Task goal
Leave every picture out and give back the lines below from the first through the line that holds "# tag every instance of the tall", exactly as written.

Supplied records
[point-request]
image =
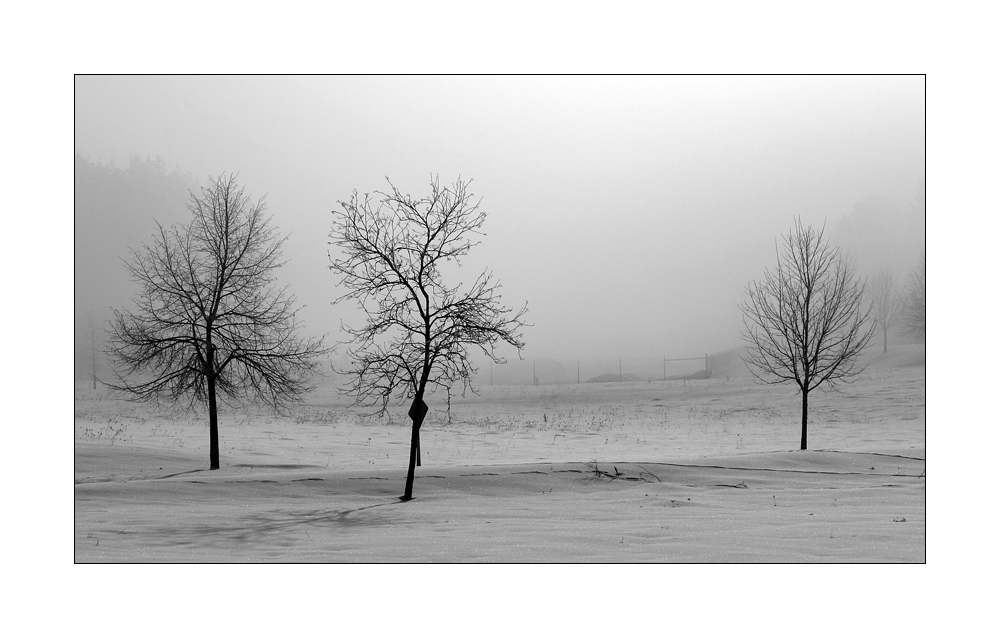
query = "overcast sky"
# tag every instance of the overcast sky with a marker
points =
(628, 212)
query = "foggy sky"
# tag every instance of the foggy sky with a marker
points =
(629, 212)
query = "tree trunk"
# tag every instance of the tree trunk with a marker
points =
(213, 426)
(805, 412)
(418, 418)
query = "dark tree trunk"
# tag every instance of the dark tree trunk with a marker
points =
(418, 418)
(805, 412)
(213, 412)
(213, 426)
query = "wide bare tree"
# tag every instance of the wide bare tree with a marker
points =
(806, 322)
(886, 302)
(210, 322)
(419, 330)
(915, 307)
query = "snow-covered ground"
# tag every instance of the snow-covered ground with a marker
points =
(696, 471)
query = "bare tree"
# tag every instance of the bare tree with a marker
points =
(806, 322)
(419, 330)
(886, 303)
(915, 309)
(210, 322)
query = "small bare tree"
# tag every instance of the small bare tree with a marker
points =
(209, 319)
(419, 330)
(806, 322)
(915, 308)
(886, 303)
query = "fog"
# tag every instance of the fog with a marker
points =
(629, 213)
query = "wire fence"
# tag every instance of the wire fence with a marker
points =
(551, 371)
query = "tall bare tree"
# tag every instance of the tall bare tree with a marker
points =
(915, 308)
(806, 322)
(210, 321)
(886, 303)
(419, 330)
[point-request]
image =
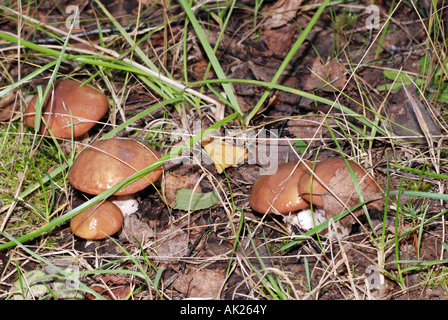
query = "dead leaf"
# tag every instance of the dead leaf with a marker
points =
(279, 40)
(204, 283)
(284, 11)
(330, 77)
(112, 288)
(404, 122)
(135, 230)
(311, 129)
(172, 244)
(185, 176)
(223, 154)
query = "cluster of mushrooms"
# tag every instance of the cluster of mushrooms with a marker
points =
(307, 194)
(71, 110)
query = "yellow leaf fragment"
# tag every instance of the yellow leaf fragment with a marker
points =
(223, 154)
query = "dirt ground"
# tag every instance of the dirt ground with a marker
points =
(198, 252)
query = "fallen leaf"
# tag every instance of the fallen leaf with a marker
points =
(329, 77)
(185, 176)
(204, 283)
(283, 12)
(404, 122)
(172, 244)
(188, 200)
(223, 154)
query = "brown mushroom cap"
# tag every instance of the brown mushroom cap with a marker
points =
(334, 173)
(107, 162)
(69, 103)
(98, 221)
(276, 193)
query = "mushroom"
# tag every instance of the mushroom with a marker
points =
(276, 191)
(68, 105)
(328, 186)
(108, 162)
(331, 187)
(98, 221)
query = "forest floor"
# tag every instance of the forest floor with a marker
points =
(309, 79)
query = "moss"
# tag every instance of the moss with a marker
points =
(21, 164)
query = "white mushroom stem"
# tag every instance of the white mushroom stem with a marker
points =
(305, 219)
(128, 204)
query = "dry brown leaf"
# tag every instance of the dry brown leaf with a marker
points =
(223, 154)
(284, 11)
(181, 177)
(203, 283)
(330, 77)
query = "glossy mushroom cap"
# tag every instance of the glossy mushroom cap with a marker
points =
(278, 192)
(107, 162)
(334, 174)
(69, 103)
(98, 221)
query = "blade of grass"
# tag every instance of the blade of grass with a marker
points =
(288, 58)
(177, 150)
(211, 56)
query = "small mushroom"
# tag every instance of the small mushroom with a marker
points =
(108, 162)
(277, 191)
(331, 187)
(327, 185)
(98, 221)
(68, 105)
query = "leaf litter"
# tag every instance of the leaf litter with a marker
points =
(173, 230)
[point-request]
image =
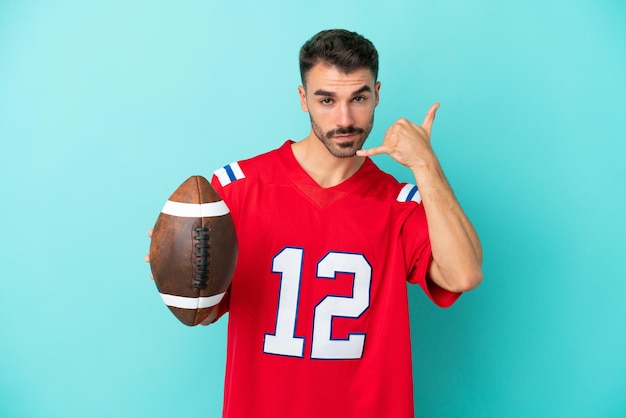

Response to the exercise
[point-request]
image =
query = "overcast sky"
# tag every instance of the overcast sky with a marker
points =
(628, 212)
query = "foggy sky"
# tag every instance of the foggy sky with a marker
points =
(629, 212)
query = "tree trunk"
# tag every instance of the tree trunk with a marker
points =
(213, 426)
(805, 412)
(418, 418)
query = "dark tree trunk"
# tag every instance of the dark tree trunk with a marker
points =
(418, 418)
(805, 412)
(213, 412)
(213, 426)
query = "wide bare tree"
# tag every instance of the wide bare tree with a marker
points =
(806, 322)
(886, 302)
(210, 322)
(419, 330)
(915, 307)
query = "snow-covered ground"
# tag every instance of the snow-covered ground with a marker
points =
(696, 471)
query = "bare tree"
# tag every instance of the bare tree with a marker
points =
(806, 322)
(419, 330)
(886, 303)
(915, 309)
(210, 322)
query = "small bare tree"
# tag every instance of the small bare tree with a marker
points =
(209, 319)
(419, 330)
(806, 322)
(915, 308)
(886, 303)
query = "fog"
# tag every instance of the fog with a marker
points =
(629, 213)
query = "wire fence"
# tag every instance of the wire fence with a marker
points =
(551, 371)
query = "tall bare tree"
# tag every instance of the tall bare tree with a marker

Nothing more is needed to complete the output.